### WORK TO COMPLETE
Please rewrite everything from the line containing "Where can the snow-covered" down to the end of the listing, replacing "pin" with "marker" and leaving all else unchanged.

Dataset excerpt

▬▬▬▬▬▬

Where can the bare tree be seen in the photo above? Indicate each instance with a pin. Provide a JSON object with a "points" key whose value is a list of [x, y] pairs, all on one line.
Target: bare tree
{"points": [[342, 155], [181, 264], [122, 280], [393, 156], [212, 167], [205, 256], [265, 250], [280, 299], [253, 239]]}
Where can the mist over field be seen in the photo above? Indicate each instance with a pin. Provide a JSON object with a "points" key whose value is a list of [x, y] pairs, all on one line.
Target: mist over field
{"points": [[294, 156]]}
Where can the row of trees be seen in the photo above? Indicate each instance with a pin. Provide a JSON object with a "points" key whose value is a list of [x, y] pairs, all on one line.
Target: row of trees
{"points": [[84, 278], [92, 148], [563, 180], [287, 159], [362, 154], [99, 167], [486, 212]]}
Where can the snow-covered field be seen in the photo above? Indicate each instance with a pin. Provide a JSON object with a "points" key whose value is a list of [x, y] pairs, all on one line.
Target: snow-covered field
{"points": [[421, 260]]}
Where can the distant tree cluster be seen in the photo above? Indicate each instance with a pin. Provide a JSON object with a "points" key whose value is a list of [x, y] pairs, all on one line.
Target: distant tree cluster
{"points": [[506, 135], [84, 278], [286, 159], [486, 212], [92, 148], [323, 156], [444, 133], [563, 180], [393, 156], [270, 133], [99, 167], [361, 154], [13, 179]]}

▬▬▬▬▬▬

### THE RESPONSE
Where can the snow-covered field be seen in the photo above? Indicate each instance with a marker. Provide a JSON object with a "points" key whose value is a list of [x, y] pairs, all on one line.
Target: snow-covered field
{"points": [[421, 260]]}
Where can the distant tree cluster be seen in the photo above? Indicate each instance with a marker. Provide a JSON object with a "points" key whose value is a list of [x, y] pairs, all on one line.
Target: distant tree cluster
{"points": [[506, 135], [84, 278], [286, 159], [486, 212], [92, 148], [323, 156], [444, 133], [563, 180], [393, 156], [270, 133], [99, 167], [361, 154], [13, 179]]}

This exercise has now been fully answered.